### Excerpts from a detection dataset
<<<<
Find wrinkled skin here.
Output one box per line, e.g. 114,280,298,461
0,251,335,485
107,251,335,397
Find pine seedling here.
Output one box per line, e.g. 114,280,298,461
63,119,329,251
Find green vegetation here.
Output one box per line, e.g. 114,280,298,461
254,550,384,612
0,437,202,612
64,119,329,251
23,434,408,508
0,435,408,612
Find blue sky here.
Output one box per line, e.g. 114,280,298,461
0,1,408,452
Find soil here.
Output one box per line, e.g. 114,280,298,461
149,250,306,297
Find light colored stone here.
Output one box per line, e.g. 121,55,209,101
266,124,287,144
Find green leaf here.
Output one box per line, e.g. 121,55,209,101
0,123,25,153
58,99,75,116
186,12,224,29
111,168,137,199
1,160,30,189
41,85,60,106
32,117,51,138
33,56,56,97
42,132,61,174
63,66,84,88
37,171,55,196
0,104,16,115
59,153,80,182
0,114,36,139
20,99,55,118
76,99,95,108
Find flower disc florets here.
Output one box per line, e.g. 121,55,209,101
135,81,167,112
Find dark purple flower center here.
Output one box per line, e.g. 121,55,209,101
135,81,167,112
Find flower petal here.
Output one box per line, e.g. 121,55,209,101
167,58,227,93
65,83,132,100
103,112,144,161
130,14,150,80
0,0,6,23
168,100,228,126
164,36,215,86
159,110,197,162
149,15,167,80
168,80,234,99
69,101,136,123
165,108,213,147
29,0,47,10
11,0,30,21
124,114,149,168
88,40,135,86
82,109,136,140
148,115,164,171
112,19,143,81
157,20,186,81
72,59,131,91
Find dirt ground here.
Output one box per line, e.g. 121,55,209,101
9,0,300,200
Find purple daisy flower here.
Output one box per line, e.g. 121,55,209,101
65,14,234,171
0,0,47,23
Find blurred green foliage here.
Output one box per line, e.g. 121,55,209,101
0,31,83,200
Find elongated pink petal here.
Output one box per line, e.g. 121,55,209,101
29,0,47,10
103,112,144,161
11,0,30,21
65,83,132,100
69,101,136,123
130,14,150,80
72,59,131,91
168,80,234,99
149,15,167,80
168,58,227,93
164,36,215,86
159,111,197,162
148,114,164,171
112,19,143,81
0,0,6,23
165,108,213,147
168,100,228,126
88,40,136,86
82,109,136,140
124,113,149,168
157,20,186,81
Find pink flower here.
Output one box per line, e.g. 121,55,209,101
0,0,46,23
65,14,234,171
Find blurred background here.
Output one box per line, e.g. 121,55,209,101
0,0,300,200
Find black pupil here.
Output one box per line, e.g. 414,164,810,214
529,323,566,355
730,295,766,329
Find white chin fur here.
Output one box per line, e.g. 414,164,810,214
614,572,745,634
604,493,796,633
>>>>
Retype every line of the items above without changing anything.

### Answer to the task
Find wrinkled skin here.
Output one box per line, e.g. 114,280,298,461
0,251,335,485
107,251,335,397
Find pine seedling here.
Output one box per line, e.g. 114,280,298,461
63,119,329,251
Find green vegetation here.
Output one box per line, e.g. 114,280,298,461
254,550,384,612
0,437,202,612
64,119,329,251
23,434,408,508
0,435,408,612
Find blue sky here.
Output one box per line, e.g. 114,280,298,461
0,1,408,452
Find soil here.
Output one box per line, e.g. 114,280,298,461
149,250,306,297
Find light colored stone here.
Output one box per line, e.g. 121,55,209,101
266,124,287,144
Find green leaf here.
Output one box per line, e.g. 121,55,209,101
0,123,25,153
58,99,75,116
186,12,224,29
111,168,137,199
1,160,30,189
41,85,60,106
32,117,51,138
33,56,56,97
42,132,61,174
63,66,84,88
37,171,55,196
0,104,16,115
59,153,80,182
0,114,36,139
20,99,55,118
76,99,95,108
Find flower disc florets here.
Output one box per line, e.g. 121,55,209,101
135,81,167,112
Find dark purple flower center here.
Output one box per line, e.g. 121,55,209,101
135,81,167,112
Find flower petal here.
Output one box per line, e.g. 121,55,209,101
167,58,227,93
65,83,132,100
103,112,144,161
130,14,150,80
0,0,6,23
168,100,228,126
164,36,215,86
159,110,197,162
149,15,167,80
168,80,234,99
69,101,136,123
165,108,213,147
29,0,47,10
11,0,30,21
124,114,149,168
88,40,135,86
82,109,136,140
148,115,164,171
112,19,143,81
157,20,186,81
72,59,131,91
Find dirt ground here.
Output one box per line, e.g. 121,55,209,101
9,0,300,200
Find purple daisy flower here.
Output one box per line, e.g. 121,55,209,101
65,14,234,171
0,0,47,23
Find blurred green foliage here.
Output one box per line, e.g. 121,55,209,101
0,31,83,200
Find elongated pink petal here.
Output one box per line, e.g. 121,55,209,101
29,0,47,10
103,112,144,161
11,0,30,21
65,83,132,100
69,101,136,123
130,14,150,80
72,59,131,91
168,80,234,99
149,15,167,80
168,58,227,93
164,36,215,86
159,111,197,162
148,114,164,171
112,19,143,81
0,0,6,23
165,108,213,147
168,100,228,126
88,40,136,86
82,109,136,140
124,113,149,168
157,20,186,81
Find pink flower here.
Output one box per line, e.g. 121,55,209,101
0,0,46,23
65,14,234,171
Find blurred background here.
Output one box per line, e.g. 121,55,209,101
0,0,300,200
Find black pupil here.
Output one box per line, e.g. 414,164,810,214
529,323,566,355
730,295,766,329
Find white chin fur here.
Output one box per line, e.g. 414,164,810,214
614,572,745,634
604,493,796,633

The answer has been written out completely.